■ **Material shown**:
◇ ◇ ◇ ◇

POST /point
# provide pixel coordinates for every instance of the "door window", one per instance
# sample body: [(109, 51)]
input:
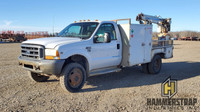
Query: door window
[(106, 28)]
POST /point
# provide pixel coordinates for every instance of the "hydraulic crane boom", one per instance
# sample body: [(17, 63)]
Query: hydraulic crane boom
[(163, 23)]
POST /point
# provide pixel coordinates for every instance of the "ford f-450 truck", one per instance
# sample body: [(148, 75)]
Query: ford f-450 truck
[(89, 48)]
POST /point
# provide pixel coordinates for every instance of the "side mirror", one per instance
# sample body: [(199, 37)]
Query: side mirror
[(107, 38)]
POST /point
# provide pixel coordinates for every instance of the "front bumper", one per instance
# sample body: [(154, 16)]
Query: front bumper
[(42, 66)]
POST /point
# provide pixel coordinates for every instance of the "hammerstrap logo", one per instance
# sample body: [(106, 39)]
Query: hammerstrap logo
[(169, 88)]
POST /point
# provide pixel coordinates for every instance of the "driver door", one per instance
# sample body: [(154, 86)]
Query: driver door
[(105, 54)]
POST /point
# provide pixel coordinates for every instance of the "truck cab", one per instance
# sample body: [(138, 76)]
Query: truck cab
[(85, 49)]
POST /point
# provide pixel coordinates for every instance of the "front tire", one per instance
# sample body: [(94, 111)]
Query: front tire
[(37, 77), (155, 65), (73, 77)]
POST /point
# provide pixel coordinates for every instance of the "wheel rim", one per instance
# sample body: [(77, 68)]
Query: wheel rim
[(75, 77), (157, 65)]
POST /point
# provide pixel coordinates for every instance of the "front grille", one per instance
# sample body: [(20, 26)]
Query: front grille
[(32, 51)]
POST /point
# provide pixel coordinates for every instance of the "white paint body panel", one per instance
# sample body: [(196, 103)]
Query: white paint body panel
[(105, 55), (140, 44)]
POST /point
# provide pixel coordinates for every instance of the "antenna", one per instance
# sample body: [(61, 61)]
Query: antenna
[(53, 25)]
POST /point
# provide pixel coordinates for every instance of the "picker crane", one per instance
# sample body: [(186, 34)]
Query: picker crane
[(163, 23)]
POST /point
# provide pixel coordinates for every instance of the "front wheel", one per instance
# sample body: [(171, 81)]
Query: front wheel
[(73, 77), (37, 77), (155, 65)]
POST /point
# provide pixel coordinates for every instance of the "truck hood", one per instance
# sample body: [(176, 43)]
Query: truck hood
[(52, 42)]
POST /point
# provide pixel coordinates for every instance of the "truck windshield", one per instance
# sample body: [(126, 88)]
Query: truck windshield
[(82, 30)]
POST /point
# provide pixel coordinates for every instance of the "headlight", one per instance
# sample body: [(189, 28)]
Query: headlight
[(51, 54)]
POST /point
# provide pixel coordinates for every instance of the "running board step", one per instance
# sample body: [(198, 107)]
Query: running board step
[(104, 71)]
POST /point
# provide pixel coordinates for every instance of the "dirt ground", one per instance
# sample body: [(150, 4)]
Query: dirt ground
[(127, 90)]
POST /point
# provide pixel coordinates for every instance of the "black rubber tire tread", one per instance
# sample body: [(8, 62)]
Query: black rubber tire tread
[(145, 68), (37, 77), (64, 77), (151, 65)]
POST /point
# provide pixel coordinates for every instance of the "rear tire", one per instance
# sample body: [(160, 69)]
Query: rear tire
[(37, 77), (155, 65), (73, 77)]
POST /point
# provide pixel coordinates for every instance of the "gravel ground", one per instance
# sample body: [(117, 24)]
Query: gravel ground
[(127, 90)]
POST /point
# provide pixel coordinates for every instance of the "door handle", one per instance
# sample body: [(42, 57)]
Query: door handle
[(143, 44), (118, 46)]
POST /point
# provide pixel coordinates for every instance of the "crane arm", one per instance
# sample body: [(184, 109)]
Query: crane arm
[(164, 23)]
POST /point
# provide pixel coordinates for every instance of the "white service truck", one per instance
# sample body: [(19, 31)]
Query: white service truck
[(89, 48)]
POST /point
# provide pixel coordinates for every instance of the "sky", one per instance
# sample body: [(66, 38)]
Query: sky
[(54, 15)]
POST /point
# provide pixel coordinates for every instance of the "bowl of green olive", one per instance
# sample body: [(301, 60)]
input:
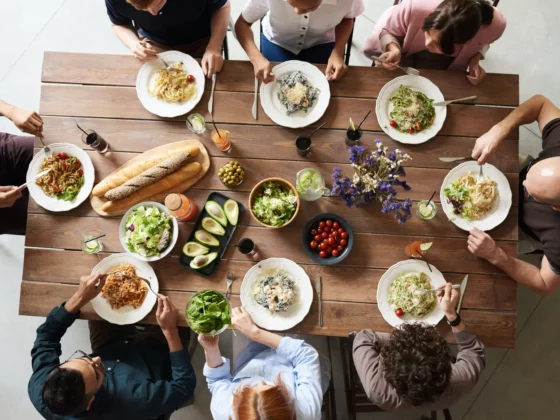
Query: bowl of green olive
[(231, 174)]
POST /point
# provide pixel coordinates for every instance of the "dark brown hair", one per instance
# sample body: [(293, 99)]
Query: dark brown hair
[(458, 21), (417, 363)]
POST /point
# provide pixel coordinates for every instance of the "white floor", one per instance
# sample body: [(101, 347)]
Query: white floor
[(517, 384)]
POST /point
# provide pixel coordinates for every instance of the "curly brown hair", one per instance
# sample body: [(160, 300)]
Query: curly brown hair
[(417, 363)]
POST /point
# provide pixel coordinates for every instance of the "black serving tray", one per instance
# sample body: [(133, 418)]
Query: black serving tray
[(210, 269)]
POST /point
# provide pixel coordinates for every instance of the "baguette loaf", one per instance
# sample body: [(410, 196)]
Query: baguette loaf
[(127, 173), (164, 184), (148, 177)]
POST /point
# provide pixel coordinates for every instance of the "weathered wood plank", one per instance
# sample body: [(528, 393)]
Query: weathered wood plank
[(495, 329), (261, 142), (484, 291), (369, 251), (235, 107), (359, 82)]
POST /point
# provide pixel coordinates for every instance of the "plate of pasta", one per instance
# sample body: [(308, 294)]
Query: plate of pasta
[(170, 91), (125, 299), (69, 181), (405, 109), (299, 95), (277, 293), (398, 298), (471, 202)]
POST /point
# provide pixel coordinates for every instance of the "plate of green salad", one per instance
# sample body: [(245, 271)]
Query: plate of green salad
[(398, 300), (405, 109), (274, 202), (148, 232)]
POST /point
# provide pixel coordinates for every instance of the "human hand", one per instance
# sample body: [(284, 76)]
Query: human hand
[(263, 70), (448, 298), (27, 121), (166, 314), (482, 245), (144, 51), (208, 342), (476, 72), (336, 68), (242, 322), (8, 196), (212, 62)]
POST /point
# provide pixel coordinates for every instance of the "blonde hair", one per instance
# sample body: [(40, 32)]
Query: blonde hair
[(274, 403)]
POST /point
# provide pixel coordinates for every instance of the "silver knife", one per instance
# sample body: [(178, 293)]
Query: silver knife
[(255, 101), (443, 103), (319, 294), (211, 101), (463, 288)]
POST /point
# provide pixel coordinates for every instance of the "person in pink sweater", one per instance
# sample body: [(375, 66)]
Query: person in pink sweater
[(461, 31)]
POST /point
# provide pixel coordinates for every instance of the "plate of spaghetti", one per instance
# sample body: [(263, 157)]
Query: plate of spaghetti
[(170, 91), (472, 202), (69, 181), (125, 299)]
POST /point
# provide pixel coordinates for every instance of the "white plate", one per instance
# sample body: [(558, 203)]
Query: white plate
[(51, 203), (278, 321), (501, 208), (174, 233), (127, 314), (277, 112), (403, 267), (147, 74), (383, 108)]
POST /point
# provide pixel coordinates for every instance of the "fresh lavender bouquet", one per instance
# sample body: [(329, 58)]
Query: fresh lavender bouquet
[(375, 176)]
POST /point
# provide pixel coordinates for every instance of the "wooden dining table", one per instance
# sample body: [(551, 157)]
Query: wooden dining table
[(98, 91)]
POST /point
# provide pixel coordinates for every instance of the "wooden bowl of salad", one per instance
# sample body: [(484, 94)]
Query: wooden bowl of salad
[(274, 203)]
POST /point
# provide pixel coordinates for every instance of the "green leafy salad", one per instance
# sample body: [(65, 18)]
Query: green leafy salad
[(412, 110), (275, 205), (207, 312), (148, 231)]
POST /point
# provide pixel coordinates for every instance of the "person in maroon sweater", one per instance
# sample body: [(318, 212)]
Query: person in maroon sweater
[(16, 153)]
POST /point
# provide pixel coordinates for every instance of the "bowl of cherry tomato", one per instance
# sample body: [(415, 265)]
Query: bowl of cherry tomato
[(327, 239)]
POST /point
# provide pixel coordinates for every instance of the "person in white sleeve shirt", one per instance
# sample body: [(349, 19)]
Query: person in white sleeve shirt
[(315, 31)]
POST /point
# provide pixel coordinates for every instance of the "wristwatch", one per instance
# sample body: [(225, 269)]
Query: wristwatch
[(455, 322)]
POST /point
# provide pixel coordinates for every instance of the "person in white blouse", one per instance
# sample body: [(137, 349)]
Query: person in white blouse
[(315, 31), (274, 377)]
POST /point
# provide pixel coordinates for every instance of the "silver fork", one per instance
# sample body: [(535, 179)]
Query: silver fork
[(407, 70), (230, 280)]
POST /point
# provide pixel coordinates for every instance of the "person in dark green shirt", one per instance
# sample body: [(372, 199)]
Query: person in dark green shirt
[(126, 377)]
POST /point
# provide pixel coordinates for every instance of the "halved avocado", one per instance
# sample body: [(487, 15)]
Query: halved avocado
[(216, 211), (231, 209), (193, 249), (210, 225), (206, 238), (203, 260)]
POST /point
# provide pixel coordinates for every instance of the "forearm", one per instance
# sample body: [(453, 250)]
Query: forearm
[(126, 34), (342, 34), (246, 39), (218, 27)]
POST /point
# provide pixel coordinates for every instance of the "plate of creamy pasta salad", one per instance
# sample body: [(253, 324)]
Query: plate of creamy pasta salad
[(298, 96), (405, 109)]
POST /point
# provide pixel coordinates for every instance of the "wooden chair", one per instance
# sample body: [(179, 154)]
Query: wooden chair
[(356, 398)]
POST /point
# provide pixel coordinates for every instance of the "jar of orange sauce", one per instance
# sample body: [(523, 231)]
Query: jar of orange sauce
[(181, 207)]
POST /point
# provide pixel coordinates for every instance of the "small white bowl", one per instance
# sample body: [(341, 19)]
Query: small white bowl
[(174, 233)]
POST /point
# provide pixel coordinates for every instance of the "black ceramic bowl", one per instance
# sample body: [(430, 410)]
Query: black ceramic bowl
[(306, 239)]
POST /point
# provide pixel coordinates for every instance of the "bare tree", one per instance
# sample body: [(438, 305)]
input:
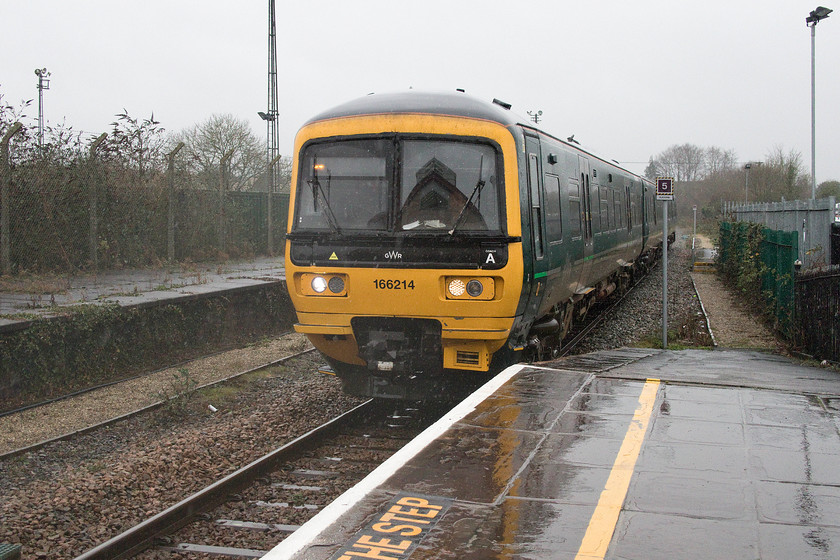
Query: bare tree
[(683, 162), (209, 141), (717, 160)]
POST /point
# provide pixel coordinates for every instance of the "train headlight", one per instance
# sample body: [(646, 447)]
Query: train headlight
[(482, 288), (474, 288), (319, 284), (457, 287), (336, 284), (322, 285)]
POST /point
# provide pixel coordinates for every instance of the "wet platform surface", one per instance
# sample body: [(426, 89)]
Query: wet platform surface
[(725, 454), (45, 297)]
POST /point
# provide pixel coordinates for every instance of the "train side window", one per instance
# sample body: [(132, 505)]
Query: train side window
[(553, 222), (574, 208), (619, 213), (536, 207), (603, 221)]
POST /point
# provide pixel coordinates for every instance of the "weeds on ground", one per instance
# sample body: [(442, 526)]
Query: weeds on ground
[(179, 393)]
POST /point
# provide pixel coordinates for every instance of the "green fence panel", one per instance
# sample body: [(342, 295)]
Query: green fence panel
[(777, 252)]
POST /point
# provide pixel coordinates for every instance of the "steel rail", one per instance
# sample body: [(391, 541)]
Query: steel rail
[(143, 535), (88, 429), (116, 382), (597, 319)]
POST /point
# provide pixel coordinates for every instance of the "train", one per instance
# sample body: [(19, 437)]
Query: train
[(434, 238)]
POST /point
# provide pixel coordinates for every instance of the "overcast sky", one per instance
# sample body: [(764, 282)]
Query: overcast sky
[(628, 78)]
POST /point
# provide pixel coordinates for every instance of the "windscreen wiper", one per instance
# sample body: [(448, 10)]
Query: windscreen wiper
[(478, 186), (316, 188)]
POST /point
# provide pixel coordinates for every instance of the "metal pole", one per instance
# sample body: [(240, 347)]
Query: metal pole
[(269, 207), (43, 83), (170, 218), (5, 180), (693, 235), (747, 184), (665, 275), (93, 240), (222, 188), (813, 117)]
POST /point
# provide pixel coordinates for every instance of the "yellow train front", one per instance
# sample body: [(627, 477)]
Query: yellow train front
[(411, 257)]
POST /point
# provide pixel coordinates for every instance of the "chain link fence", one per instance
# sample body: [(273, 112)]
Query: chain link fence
[(90, 211)]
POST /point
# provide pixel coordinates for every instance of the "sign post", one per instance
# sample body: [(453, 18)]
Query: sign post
[(665, 192)]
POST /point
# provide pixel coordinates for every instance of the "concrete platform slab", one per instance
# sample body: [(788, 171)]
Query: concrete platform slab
[(726, 455)]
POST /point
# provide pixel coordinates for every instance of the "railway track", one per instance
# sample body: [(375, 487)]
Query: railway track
[(138, 411), (249, 511)]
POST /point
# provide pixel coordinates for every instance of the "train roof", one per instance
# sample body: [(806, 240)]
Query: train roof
[(454, 103), (445, 103)]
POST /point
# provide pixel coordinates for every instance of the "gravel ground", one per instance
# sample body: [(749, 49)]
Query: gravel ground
[(71, 495)]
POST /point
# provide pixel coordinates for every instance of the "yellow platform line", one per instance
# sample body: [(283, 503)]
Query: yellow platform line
[(603, 522)]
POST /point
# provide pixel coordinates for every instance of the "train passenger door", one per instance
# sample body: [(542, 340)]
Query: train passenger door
[(537, 225), (586, 210)]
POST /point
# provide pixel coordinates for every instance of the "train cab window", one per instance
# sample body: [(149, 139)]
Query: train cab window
[(444, 185), (343, 185), (553, 222)]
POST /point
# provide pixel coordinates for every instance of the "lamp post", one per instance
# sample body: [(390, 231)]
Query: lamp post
[(43, 83), (811, 21), (747, 183)]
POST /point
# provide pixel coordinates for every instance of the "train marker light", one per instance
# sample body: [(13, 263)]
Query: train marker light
[(474, 288), (336, 284), (319, 284), (456, 287)]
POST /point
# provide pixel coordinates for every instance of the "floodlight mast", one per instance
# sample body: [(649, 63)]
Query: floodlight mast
[(43, 83), (811, 21)]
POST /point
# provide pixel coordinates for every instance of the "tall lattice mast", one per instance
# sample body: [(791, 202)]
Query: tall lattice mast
[(273, 137), (270, 118)]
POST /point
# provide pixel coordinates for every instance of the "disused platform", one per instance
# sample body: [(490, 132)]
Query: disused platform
[(626, 454)]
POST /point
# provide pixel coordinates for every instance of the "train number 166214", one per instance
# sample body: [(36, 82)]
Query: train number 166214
[(382, 284)]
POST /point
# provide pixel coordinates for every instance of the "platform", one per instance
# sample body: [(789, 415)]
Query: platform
[(627, 454), (45, 297)]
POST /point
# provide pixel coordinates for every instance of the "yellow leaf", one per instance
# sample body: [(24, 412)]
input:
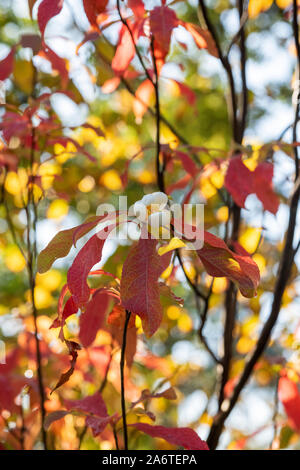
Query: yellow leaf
[(185, 323), (111, 180), (173, 312), (43, 298), (14, 259), (250, 239), (245, 345), (86, 184), (57, 209), (222, 214), (258, 6), (283, 3), (51, 280)]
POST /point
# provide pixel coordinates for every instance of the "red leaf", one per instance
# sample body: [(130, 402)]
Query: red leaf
[(110, 85), (262, 181), (162, 22), (188, 164), (186, 91), (93, 8), (125, 52), (116, 322), (239, 181), (290, 397), (70, 308), (48, 9), (87, 257), (61, 244), (220, 261), (98, 424), (93, 404), (138, 8), (139, 286), (93, 317), (183, 437), (6, 65), (73, 347), (58, 64), (142, 99), (54, 416)]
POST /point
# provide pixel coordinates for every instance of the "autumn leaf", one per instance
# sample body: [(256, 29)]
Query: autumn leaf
[(262, 182), (183, 437), (125, 51), (93, 317), (89, 255), (289, 396), (93, 8), (162, 22), (142, 99), (93, 404), (220, 261), (239, 180), (58, 64), (73, 348), (61, 244), (6, 65), (202, 37), (54, 416), (138, 8), (139, 286)]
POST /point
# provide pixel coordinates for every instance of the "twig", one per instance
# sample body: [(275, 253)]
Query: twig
[(159, 170), (122, 363), (283, 275)]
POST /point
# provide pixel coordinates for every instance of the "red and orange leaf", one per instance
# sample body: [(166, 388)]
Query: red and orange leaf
[(46, 11), (58, 64), (142, 99), (73, 348), (6, 65), (220, 261), (289, 396), (186, 91), (93, 317), (262, 182), (202, 37), (93, 8), (162, 22), (54, 416), (239, 180), (183, 437), (61, 244), (125, 52), (140, 291), (89, 255), (138, 8), (93, 404)]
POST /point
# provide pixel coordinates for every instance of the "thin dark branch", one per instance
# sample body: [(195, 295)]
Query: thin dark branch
[(125, 23), (227, 67), (203, 317), (159, 169), (296, 39)]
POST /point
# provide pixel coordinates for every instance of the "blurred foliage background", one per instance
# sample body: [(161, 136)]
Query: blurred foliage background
[(69, 186)]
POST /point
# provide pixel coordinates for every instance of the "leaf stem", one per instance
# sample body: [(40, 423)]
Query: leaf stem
[(122, 364)]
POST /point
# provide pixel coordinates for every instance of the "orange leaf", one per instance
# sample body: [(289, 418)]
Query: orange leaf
[(139, 286)]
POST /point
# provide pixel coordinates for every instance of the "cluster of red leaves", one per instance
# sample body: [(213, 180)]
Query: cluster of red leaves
[(240, 182)]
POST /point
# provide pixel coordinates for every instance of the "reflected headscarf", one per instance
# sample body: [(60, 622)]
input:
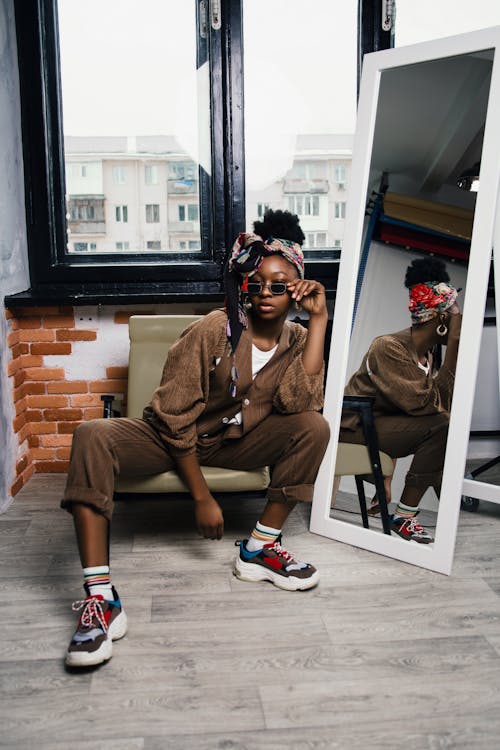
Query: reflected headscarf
[(430, 299)]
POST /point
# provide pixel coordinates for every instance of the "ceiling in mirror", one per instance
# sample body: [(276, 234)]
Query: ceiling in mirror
[(430, 124)]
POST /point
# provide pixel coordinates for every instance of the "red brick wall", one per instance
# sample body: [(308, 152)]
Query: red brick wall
[(48, 406)]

◇ ◇ ◇ ◇

Pull out each line of the items above that contains the string "black". The match is case-sensitive.

# provide pixel coordinates for every instance of the "black rubber tire tread", one per instance
Query: black rubber tire tread
# provide pixel coordinates for every instance of the "black serving tray", one per instance
Query: black serving tray
# provide pixel coordinates for every instance of the "black ceramic bowl", one per instance
Query: black ceramic bowl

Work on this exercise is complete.